>>
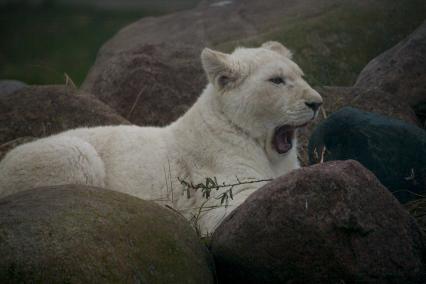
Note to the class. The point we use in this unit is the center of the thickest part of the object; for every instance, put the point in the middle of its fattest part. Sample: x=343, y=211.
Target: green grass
x=41, y=43
x=333, y=47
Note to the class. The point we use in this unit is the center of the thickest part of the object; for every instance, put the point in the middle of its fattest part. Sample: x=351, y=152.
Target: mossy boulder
x=393, y=150
x=79, y=234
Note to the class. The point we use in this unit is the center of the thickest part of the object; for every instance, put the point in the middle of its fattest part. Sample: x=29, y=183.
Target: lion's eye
x=277, y=80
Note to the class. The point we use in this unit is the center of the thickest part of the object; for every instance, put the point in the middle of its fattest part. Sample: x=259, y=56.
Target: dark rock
x=372, y=100
x=393, y=150
x=400, y=71
x=328, y=223
x=10, y=86
x=78, y=234
x=39, y=111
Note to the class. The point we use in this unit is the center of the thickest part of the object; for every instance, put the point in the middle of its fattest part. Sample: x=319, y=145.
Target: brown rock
x=78, y=234
x=39, y=111
x=328, y=223
x=400, y=71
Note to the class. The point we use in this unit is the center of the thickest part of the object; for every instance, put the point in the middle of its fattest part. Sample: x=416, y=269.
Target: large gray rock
x=150, y=71
x=78, y=234
x=328, y=223
x=39, y=111
x=400, y=71
x=393, y=150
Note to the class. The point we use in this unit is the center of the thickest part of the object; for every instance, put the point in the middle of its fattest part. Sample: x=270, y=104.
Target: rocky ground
x=332, y=221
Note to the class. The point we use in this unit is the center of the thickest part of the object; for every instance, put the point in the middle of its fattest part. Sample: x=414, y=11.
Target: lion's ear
x=278, y=48
x=218, y=68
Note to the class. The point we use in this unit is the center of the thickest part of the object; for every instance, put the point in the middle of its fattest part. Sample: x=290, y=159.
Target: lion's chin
x=283, y=137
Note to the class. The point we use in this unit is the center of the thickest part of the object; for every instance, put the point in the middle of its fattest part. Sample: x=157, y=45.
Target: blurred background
x=43, y=39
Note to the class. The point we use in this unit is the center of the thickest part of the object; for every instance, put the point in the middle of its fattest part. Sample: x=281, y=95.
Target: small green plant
x=206, y=188
x=212, y=184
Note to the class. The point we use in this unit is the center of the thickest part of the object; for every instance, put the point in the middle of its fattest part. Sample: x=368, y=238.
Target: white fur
x=226, y=134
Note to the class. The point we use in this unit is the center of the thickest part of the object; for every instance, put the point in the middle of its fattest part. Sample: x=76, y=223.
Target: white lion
x=242, y=128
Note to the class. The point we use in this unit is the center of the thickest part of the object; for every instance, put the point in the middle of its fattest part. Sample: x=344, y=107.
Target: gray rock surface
x=78, y=234
x=328, y=223
x=150, y=71
x=393, y=150
x=11, y=86
x=39, y=111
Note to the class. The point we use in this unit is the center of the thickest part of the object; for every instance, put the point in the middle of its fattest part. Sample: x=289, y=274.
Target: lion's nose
x=313, y=105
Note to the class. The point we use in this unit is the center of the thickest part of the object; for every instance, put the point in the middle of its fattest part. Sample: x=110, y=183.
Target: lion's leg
x=51, y=161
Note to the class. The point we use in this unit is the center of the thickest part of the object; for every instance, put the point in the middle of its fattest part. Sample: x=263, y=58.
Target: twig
x=132, y=109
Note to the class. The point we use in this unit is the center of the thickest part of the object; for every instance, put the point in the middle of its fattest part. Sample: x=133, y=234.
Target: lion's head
x=262, y=91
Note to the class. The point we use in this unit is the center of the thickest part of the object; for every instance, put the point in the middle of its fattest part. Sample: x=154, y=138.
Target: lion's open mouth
<<
Copy the lines above word for word, from the line that contains "Sample: x=110, y=183." through the last line.

Note to the class. The point we use in this unit is the center of the thickest part of the object; for every instance, put the point in the middle of its fattest part. Sample: x=110, y=183.
Target: lion's leg
x=51, y=161
Note to the class. The point we use in this unit is the center of the thickest part of the object; for every instance, put the point in the middle of its fattest part. Sample: x=263, y=58.
Target: twig
x=132, y=109
Note to the class. The point we use in this unit is the center of the thickest part of the object; for every instance, put the point in the middle of its fattest part. Sample: x=133, y=234.
Target: lion's head
x=262, y=91
Note to the class. The point we use in this unit is the center of the thickest part of the object; for every instance, put the point in the middle of its fattest part. Sample: x=154, y=138.
Target: lion's open mouth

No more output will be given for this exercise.